Future Olympic gold medalist Gretchen Fraser was the skiing stand-in for Sonja Henie. Fraser was a member of the Olympic team in 1940 (cancelled) and 1948.

== Music ==
Of particular note is the elaborate "Chattanooga Choo Choo" sequence. The scene begins at a rehearsal with the Glenn Miller Orchestra practicing "Chattanooga Choo Choo" and includes two choruses of the song whistled and sung by Tex Beneke in a musical exchange with the Modernaires. As the Miller band concludes their feature, the camera pans left to reveal a railway station set. The band continues with the production number and accompanies Dorothy Dandridge and the Nicholas Brothers in their song-and-dance routine.

Sun Valley Serenade is the first of the only two movies featuring the Glenn Miller Orchestra (the other is 1942's Orchestra Wives). Besides "Chattanooga Choo Choo", other Glenn Miller tunes in the film are "Moonlight Serenade", "It Happened in Sun Valley", "I Know Why (And So Do You)", and "In the Mood".

An instrumental version of "At Last" was recorded by Glenn Miller and his Orchestra as well as a version with vocals by John Payne and Pat Friday, but these recordings remained unused and unissued except for the 1954 LP album. Darryl Zanuck reportedly said, "There are too many big ones in this. Let's save one for the next." "At Last" can be heard in the movie in three scenes, however, in an orchestral performance by Glenn Miller and His Orchestra film in the Lido Terrace night club after they perform "In the Mood", as part of the orchestral background score in a scene between John Payne and Lynn Bari, and in an orchestral version with vocalization but without lyrics 1:20 in length during the closing skating sequence with Sonja Henie. "At Last" would also appear in the 1942 follow-up movie Orchestra Wives performed by Glenn Miller and his Orchestra with vocals by Ray Eberle and Pat Friday.

Los Angeles vocalist Pat Friday recorded the vocal tracks that Lynn Bari lip synced in the film.

The film benefits from the fortuitous discovery in the Twentieth Century-Fox archives of recordings containing multichannel optical sound. These recordings were intended to achieve a better balance in the sound mixes of the musical numbers.

——————————

### EXERCISE SET
1. Return the part of the Sun Valley Serenade text that begins at the words "Los Angeles vocalist" and stops after "the musical numbers.".
2. According to the Sun Valley Serenade text, what were the multichannel optical sound recordings found in the Twentieth Century-Fox archives meant to do? Answer in one to three sentences.
3. In the Sun Valley Serenade text, who recorded the vocal tracks that Lynn Bari lip synced?
The records that follow have no connection to the Sun Valley Serenade text.

——————————

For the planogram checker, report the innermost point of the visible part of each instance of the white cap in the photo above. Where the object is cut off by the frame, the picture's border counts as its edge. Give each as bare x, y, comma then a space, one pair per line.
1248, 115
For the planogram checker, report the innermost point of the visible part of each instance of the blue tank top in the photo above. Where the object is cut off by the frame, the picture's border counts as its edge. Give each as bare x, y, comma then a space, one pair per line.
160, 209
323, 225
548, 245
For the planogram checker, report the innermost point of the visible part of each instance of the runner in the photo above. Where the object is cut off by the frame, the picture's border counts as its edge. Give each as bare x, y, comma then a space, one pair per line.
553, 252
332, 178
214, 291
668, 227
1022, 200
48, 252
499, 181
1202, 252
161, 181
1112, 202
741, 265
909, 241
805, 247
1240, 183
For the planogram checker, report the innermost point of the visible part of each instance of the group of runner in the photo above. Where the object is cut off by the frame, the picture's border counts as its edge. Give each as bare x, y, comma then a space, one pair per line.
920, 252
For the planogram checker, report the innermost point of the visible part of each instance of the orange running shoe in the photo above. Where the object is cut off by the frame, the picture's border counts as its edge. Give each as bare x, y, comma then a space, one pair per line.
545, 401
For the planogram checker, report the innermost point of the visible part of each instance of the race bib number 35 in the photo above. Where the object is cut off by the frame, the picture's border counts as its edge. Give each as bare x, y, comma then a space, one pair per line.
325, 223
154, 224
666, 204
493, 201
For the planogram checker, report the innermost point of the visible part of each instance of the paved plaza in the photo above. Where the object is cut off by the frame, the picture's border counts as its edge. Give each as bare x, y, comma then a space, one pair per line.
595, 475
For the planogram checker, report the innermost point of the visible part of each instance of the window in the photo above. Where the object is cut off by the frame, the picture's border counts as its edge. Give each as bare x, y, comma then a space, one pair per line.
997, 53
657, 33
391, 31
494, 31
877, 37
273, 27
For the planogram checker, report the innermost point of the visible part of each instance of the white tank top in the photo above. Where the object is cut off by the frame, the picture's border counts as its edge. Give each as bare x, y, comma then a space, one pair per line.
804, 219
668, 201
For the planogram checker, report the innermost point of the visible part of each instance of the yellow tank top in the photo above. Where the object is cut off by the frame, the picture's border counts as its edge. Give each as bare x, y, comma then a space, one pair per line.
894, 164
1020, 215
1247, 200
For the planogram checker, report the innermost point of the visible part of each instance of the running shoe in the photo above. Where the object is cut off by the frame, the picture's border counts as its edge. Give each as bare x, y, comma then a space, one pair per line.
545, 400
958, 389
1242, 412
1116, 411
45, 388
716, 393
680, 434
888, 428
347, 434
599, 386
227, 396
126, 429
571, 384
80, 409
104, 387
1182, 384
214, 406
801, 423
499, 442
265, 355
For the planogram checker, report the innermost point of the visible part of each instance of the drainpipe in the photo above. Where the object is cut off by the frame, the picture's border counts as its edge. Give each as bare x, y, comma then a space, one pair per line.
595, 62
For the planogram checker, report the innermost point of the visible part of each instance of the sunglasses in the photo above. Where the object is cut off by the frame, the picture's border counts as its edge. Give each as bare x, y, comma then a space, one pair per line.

——————————

### ANSWER LIST
1.
Los Angeles vocalist Pat Friday recorded the vocal tracks that Lynn Bari lip synced in the film.

The film benefits from the fortuitous discovery in the Twentieth Century-Fox archives of recordings containing multichannel optical sound. These recordings were intended to achieve a better balance in the sound mixes of the musical numbers.

2. The recordings were intended to achieve a better balance in the sound mixes of the film's musical numbers.

3. Los Angeles vocalist Pat Friday recorded them.